__Information given__
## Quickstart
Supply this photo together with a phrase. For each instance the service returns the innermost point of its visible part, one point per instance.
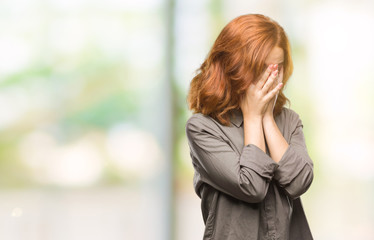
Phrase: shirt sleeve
(245, 176)
(295, 171)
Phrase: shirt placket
(269, 205)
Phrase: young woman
(248, 151)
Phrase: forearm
(276, 143)
(253, 132)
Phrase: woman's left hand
(271, 104)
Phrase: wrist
(268, 118)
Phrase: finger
(270, 81)
(264, 77)
(273, 92)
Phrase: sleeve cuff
(254, 158)
(290, 166)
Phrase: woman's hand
(259, 94)
(270, 107)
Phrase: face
(276, 56)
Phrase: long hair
(236, 59)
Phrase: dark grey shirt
(244, 193)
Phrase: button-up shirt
(244, 193)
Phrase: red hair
(236, 59)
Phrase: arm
(245, 176)
(295, 171)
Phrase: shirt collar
(236, 117)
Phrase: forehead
(275, 56)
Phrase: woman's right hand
(260, 93)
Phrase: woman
(248, 151)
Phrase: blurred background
(93, 111)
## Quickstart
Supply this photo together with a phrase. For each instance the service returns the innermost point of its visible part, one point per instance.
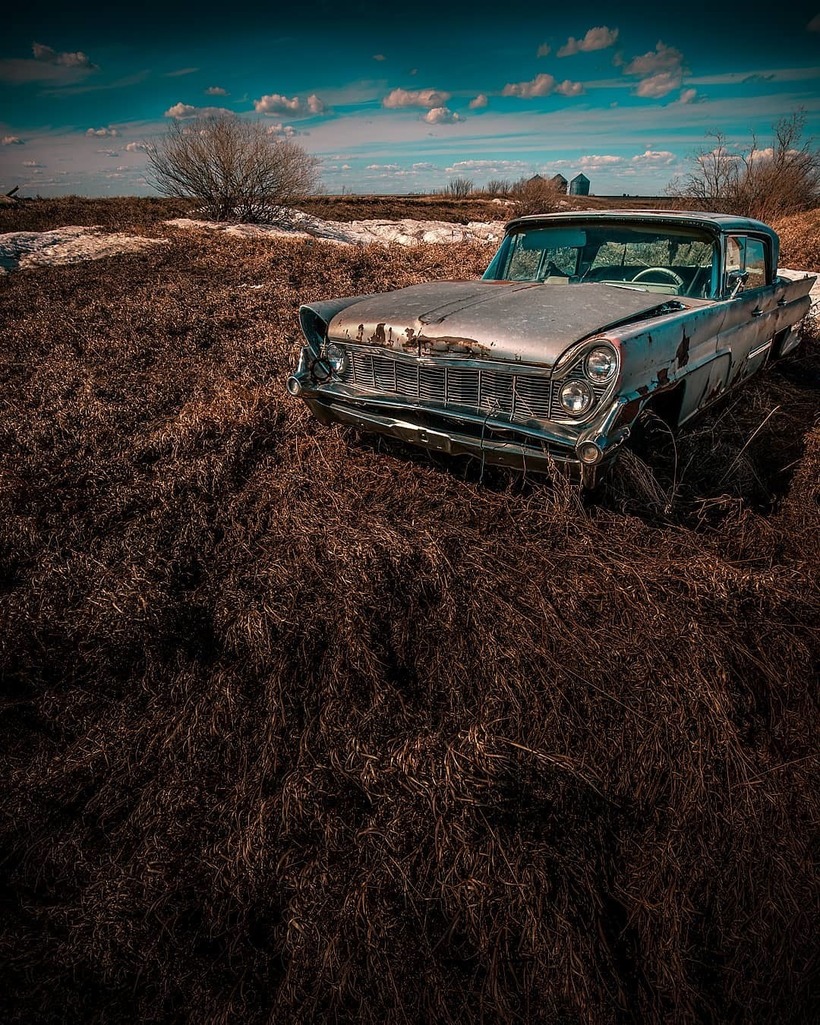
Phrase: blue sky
(402, 98)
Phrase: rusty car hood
(497, 320)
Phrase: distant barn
(579, 186)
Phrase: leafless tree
(236, 168)
(764, 181)
(459, 188)
(535, 196)
(497, 187)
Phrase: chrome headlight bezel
(336, 358)
(582, 388)
(606, 359)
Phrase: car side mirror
(736, 281)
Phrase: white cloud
(275, 103)
(655, 158)
(659, 85)
(50, 55)
(567, 88)
(596, 162)
(596, 39)
(280, 130)
(442, 116)
(663, 57)
(182, 112)
(541, 85)
(415, 97)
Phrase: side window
(755, 262)
(523, 263)
(749, 255)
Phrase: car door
(752, 314)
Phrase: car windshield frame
(670, 258)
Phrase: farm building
(579, 186)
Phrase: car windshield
(655, 259)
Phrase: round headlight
(588, 453)
(576, 397)
(336, 357)
(601, 364)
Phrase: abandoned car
(580, 323)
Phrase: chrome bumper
(522, 447)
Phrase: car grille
(518, 397)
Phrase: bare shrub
(763, 181)
(535, 196)
(497, 187)
(459, 188)
(236, 168)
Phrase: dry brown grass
(301, 727)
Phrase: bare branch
(236, 168)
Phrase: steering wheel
(660, 270)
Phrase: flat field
(300, 727)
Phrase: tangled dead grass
(300, 727)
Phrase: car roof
(714, 222)
(694, 218)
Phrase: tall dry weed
(302, 727)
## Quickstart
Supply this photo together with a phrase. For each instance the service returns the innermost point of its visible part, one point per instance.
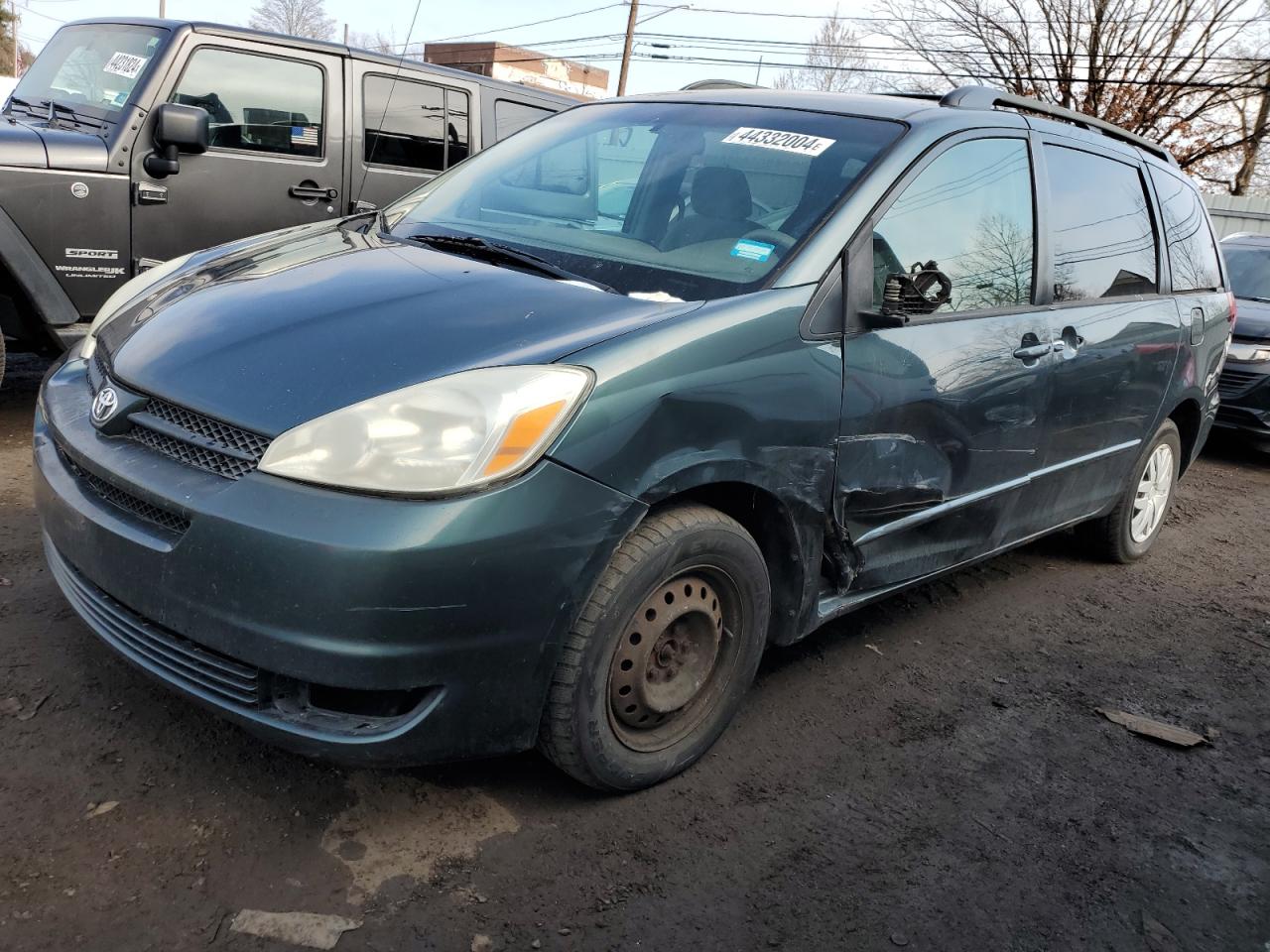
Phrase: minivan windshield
(90, 68)
(690, 200)
(1250, 271)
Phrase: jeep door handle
(318, 191)
(1033, 352)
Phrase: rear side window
(1192, 252)
(1100, 225)
(512, 117)
(969, 214)
(413, 125)
(257, 103)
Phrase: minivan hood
(293, 325)
(1254, 318)
(42, 146)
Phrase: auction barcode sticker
(784, 141)
(125, 64)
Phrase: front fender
(728, 395)
(32, 276)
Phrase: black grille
(128, 503)
(197, 440)
(190, 436)
(180, 660)
(1233, 382)
(99, 371)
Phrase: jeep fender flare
(51, 303)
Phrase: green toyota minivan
(553, 449)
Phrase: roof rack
(988, 98)
(717, 84)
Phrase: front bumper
(362, 629)
(1245, 391)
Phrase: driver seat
(719, 208)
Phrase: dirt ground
(929, 774)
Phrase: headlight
(126, 294)
(1248, 353)
(447, 434)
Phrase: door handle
(314, 191)
(1033, 352)
(1197, 325)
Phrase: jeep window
(550, 191)
(91, 68)
(969, 214)
(512, 117)
(413, 125)
(257, 103)
(1100, 221)
(405, 123)
(1192, 252)
(457, 119)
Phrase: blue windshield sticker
(752, 250)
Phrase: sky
(595, 36)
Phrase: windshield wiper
(14, 100)
(495, 253)
(375, 214)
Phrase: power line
(725, 61)
(792, 46)
(531, 23)
(889, 19)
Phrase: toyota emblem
(104, 405)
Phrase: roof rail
(717, 84)
(988, 98)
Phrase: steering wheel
(771, 236)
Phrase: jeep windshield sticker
(125, 64)
(785, 141)
(752, 250)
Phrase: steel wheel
(1152, 498)
(668, 665)
(662, 653)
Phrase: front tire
(1128, 531)
(662, 653)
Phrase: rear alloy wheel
(662, 654)
(1129, 530)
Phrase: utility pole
(626, 50)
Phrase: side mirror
(178, 128)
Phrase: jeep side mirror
(178, 128)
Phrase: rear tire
(662, 653)
(1127, 534)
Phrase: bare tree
(1164, 68)
(386, 44)
(7, 35)
(296, 18)
(833, 58)
(997, 271)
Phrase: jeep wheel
(662, 653)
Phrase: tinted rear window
(512, 117)
(1192, 252)
(1100, 225)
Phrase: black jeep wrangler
(128, 143)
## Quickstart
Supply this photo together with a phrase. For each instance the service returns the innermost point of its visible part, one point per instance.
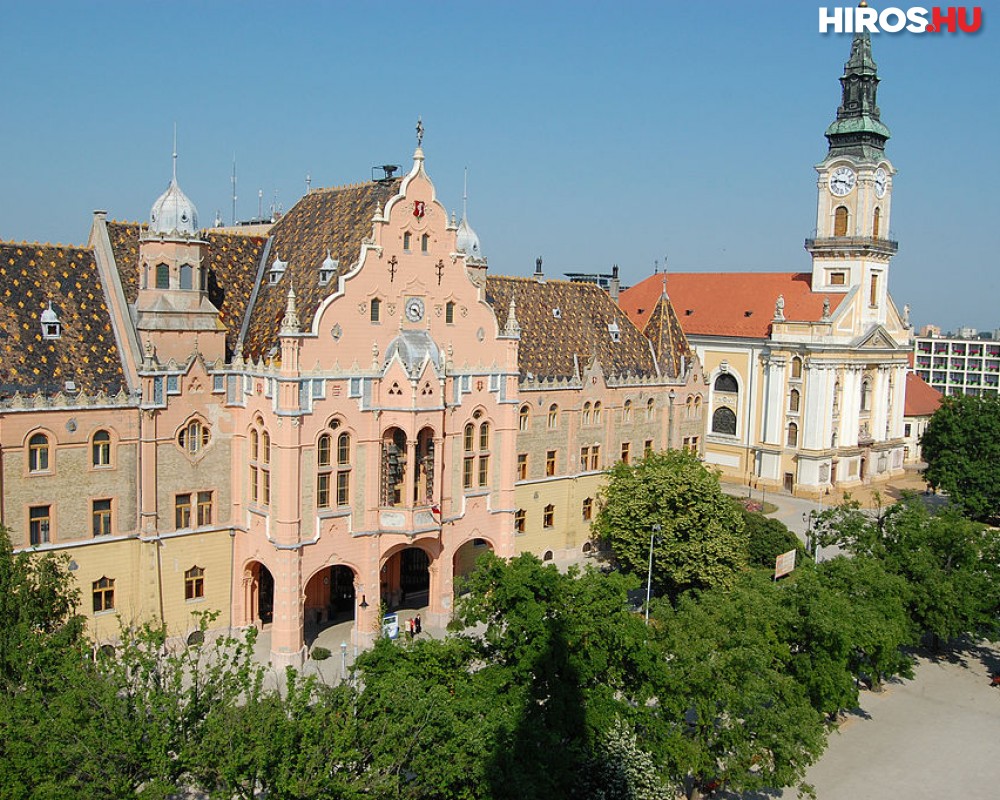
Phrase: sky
(629, 133)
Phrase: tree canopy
(698, 532)
(962, 448)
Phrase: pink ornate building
(305, 426)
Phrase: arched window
(726, 383)
(523, 418)
(100, 449)
(194, 437)
(38, 453)
(724, 421)
(840, 217)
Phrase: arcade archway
(405, 579)
(258, 588)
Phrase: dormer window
(51, 326)
(276, 272)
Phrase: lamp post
(649, 575)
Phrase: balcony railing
(871, 244)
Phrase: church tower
(851, 249)
(173, 312)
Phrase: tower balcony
(875, 245)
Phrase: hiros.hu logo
(892, 20)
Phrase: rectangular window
(204, 508)
(101, 517)
(182, 511)
(39, 525)
(104, 595)
(194, 583)
(343, 488)
(520, 520)
(549, 517)
(323, 490)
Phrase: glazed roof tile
(335, 220)
(550, 340)
(32, 276)
(921, 399)
(739, 304)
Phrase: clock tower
(851, 248)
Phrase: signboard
(784, 564)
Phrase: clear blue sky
(594, 133)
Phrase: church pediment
(877, 338)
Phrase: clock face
(842, 180)
(414, 309)
(881, 179)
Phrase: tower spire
(858, 129)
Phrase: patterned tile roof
(32, 276)
(729, 303)
(335, 220)
(560, 320)
(665, 332)
(232, 259)
(920, 398)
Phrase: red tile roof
(728, 303)
(922, 399)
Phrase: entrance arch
(406, 578)
(329, 596)
(258, 593)
(464, 560)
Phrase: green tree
(951, 565)
(768, 538)
(962, 448)
(700, 541)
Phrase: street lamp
(649, 575)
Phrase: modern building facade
(806, 370)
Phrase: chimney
(615, 284)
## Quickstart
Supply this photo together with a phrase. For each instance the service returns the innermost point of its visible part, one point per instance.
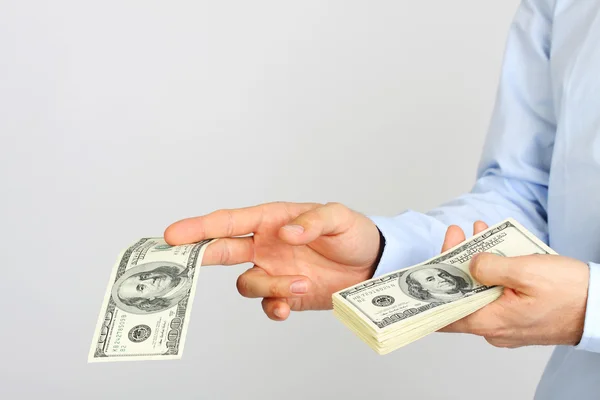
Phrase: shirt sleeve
(590, 341)
(513, 173)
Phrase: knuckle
(276, 291)
(230, 223)
(337, 208)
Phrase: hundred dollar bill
(146, 309)
(433, 290)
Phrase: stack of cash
(395, 309)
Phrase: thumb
(493, 270)
(330, 219)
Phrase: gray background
(118, 118)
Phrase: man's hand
(302, 253)
(543, 302)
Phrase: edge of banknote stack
(400, 328)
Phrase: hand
(302, 253)
(543, 302)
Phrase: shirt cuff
(590, 341)
(410, 238)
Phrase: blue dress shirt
(540, 165)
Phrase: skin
(304, 252)
(543, 302)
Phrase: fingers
(276, 309)
(479, 226)
(234, 222)
(256, 283)
(491, 269)
(454, 236)
(330, 219)
(229, 251)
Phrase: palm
(330, 261)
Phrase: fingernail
(299, 287)
(295, 229)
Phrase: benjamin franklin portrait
(436, 283)
(151, 287)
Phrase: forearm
(590, 341)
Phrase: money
(146, 309)
(398, 308)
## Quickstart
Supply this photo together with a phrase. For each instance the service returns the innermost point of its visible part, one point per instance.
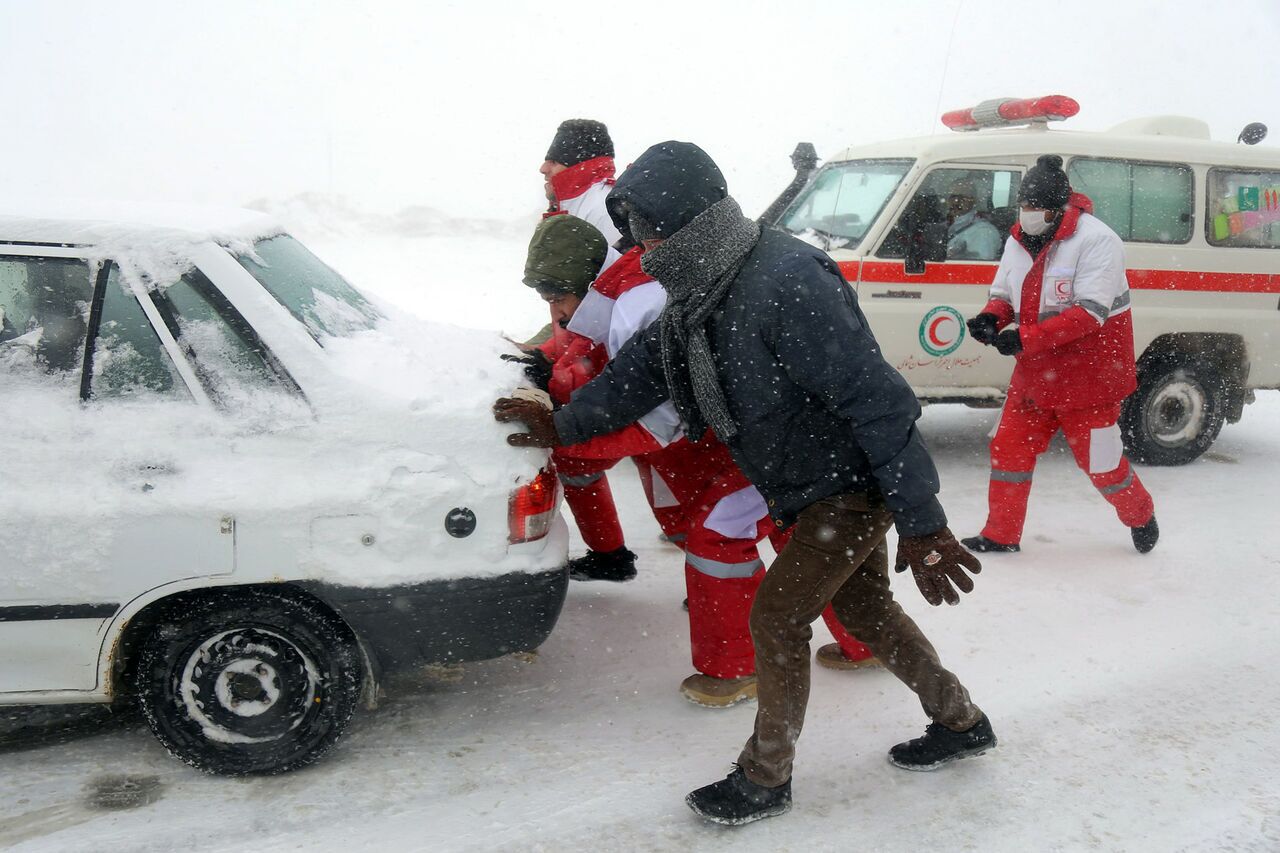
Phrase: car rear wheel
(1176, 411)
(248, 682)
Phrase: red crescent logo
(933, 332)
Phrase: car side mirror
(927, 245)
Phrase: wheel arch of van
(137, 619)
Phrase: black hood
(668, 186)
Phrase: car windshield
(312, 292)
(842, 200)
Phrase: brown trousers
(836, 555)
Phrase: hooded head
(1045, 186)
(664, 190)
(577, 141)
(565, 256)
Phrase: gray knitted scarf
(696, 265)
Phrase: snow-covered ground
(1133, 696)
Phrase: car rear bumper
(465, 619)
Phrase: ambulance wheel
(248, 682)
(1176, 411)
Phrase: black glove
(937, 561)
(542, 427)
(1009, 342)
(538, 366)
(982, 328)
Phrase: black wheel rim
(248, 685)
(1178, 413)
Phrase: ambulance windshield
(842, 201)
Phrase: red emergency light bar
(1009, 112)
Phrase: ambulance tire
(1176, 411)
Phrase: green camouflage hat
(565, 255)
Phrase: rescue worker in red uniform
(723, 516)
(579, 172)
(565, 255)
(1063, 281)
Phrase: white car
(236, 489)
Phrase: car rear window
(312, 292)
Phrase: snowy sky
(453, 104)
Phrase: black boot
(1144, 537)
(604, 565)
(941, 746)
(737, 799)
(982, 544)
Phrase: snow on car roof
(1141, 138)
(151, 242)
(92, 222)
(97, 223)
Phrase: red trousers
(590, 500)
(1093, 436)
(586, 491)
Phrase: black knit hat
(580, 140)
(1046, 185)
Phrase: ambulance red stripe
(1139, 279)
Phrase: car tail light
(533, 507)
(1006, 112)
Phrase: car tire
(248, 680)
(1176, 411)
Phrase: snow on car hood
(398, 433)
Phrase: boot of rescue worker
(1144, 537)
(711, 692)
(618, 566)
(736, 801)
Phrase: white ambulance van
(918, 227)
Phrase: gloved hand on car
(538, 366)
(535, 415)
(982, 328)
(1009, 342)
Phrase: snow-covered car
(236, 491)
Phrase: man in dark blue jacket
(762, 340)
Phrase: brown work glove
(937, 561)
(538, 418)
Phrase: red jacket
(575, 361)
(1072, 305)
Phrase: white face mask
(1033, 222)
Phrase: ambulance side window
(1243, 209)
(1144, 203)
(977, 205)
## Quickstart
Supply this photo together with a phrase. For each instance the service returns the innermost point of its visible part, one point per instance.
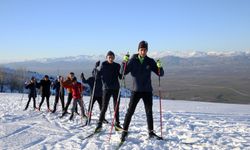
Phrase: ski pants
(80, 102)
(99, 101)
(34, 102)
(68, 102)
(57, 99)
(105, 102)
(47, 100)
(148, 104)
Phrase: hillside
(186, 125)
(199, 76)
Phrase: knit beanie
(143, 44)
(110, 53)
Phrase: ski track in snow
(186, 125)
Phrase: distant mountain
(203, 76)
(85, 63)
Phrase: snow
(186, 125)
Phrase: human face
(110, 59)
(142, 52)
(71, 76)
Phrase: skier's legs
(148, 104)
(27, 105)
(47, 100)
(56, 101)
(34, 102)
(80, 102)
(62, 101)
(43, 97)
(68, 102)
(99, 101)
(106, 98)
(135, 97)
(115, 100)
(73, 107)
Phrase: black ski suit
(32, 93)
(110, 74)
(98, 89)
(59, 93)
(142, 88)
(45, 88)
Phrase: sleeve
(126, 67)
(84, 80)
(27, 86)
(155, 69)
(118, 71)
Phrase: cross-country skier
(110, 74)
(45, 84)
(59, 93)
(32, 85)
(140, 67)
(67, 82)
(95, 79)
(77, 89)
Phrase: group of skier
(104, 83)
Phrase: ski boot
(152, 135)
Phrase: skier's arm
(83, 79)
(155, 68)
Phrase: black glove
(97, 64)
(82, 75)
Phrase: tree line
(12, 80)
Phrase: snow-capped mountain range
(85, 63)
(154, 54)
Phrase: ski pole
(91, 98)
(117, 102)
(159, 79)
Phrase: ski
(90, 135)
(119, 145)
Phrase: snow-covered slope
(186, 125)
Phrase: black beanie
(143, 44)
(110, 53)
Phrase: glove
(158, 63)
(82, 75)
(126, 58)
(97, 64)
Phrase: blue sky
(56, 28)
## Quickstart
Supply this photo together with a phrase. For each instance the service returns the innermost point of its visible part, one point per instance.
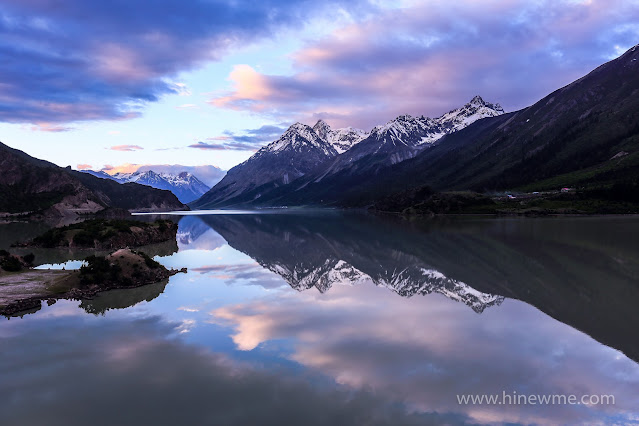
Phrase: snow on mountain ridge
(184, 185)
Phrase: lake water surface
(342, 318)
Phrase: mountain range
(184, 185)
(584, 135)
(32, 186)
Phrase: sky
(119, 84)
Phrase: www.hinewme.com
(514, 398)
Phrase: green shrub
(10, 264)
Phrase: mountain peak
(479, 102)
(322, 129)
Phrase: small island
(24, 290)
(105, 234)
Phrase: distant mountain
(584, 135)
(306, 155)
(184, 185)
(209, 175)
(37, 186)
(298, 151)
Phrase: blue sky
(104, 84)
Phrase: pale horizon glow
(147, 89)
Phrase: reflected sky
(332, 320)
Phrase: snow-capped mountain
(184, 185)
(317, 152)
(403, 137)
(298, 151)
(341, 139)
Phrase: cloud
(83, 60)
(251, 140)
(48, 127)
(122, 168)
(186, 106)
(208, 174)
(430, 57)
(126, 148)
(224, 145)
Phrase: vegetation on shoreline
(120, 270)
(621, 198)
(106, 234)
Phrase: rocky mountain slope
(584, 135)
(29, 185)
(298, 151)
(305, 155)
(184, 185)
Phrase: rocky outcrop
(25, 291)
(106, 234)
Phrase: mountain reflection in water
(583, 271)
(344, 318)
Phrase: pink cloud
(126, 148)
(430, 58)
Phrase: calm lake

__Task__
Start at the line containing "Phrase: mountain reflection in water" and print each line exactly until the listing ends, keeping the final line too.

__Reply__
Phrase: mountain reflection in water
(583, 271)
(344, 318)
Phrase: pink cloud
(126, 148)
(430, 58)
Phrase: calm lake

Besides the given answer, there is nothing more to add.